▼
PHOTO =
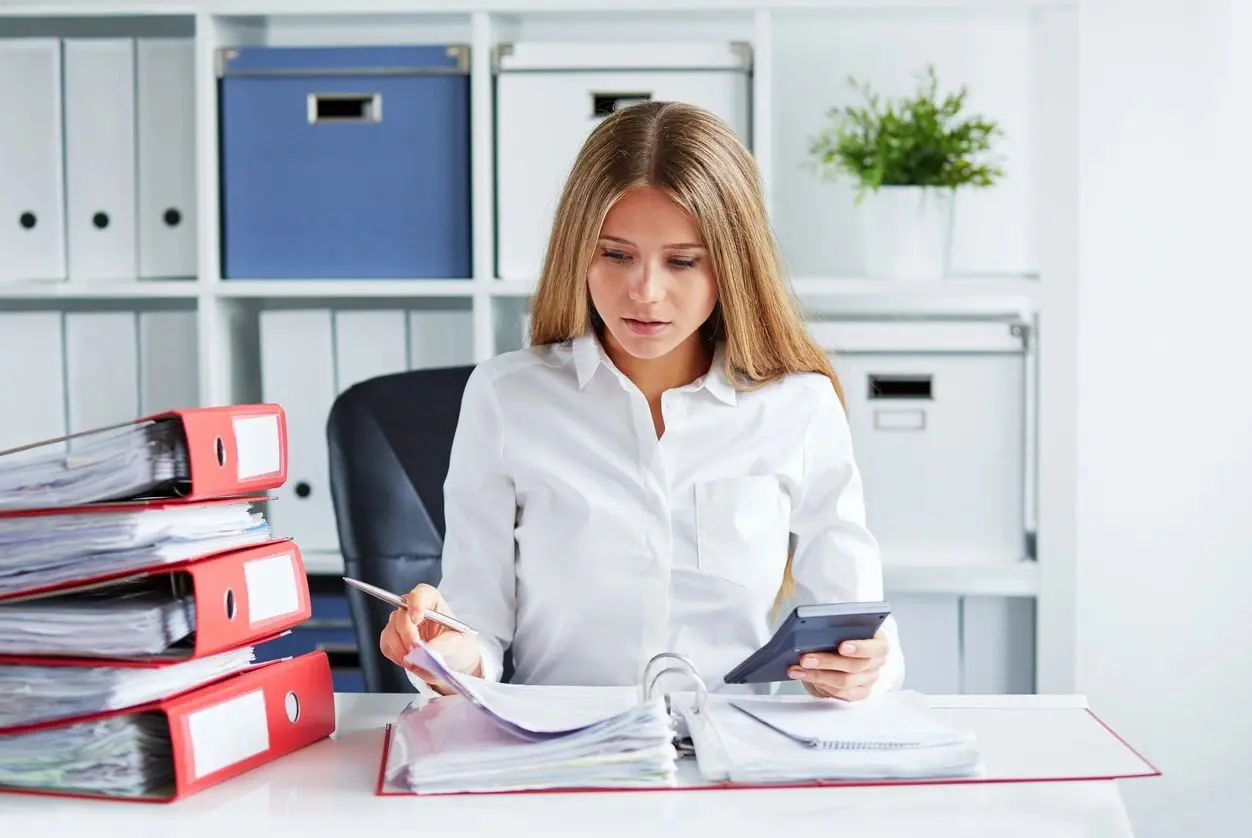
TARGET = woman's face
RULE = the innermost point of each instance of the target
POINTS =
(650, 277)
▲
**THE TASK:** Reproduce the whole listing above word for word, but not its pictures.

**EXERCISE SOLUTION:**
PHOTO =
TARGET = woman's face
RULE = the innermost point of each instance of the target
POINTS =
(650, 277)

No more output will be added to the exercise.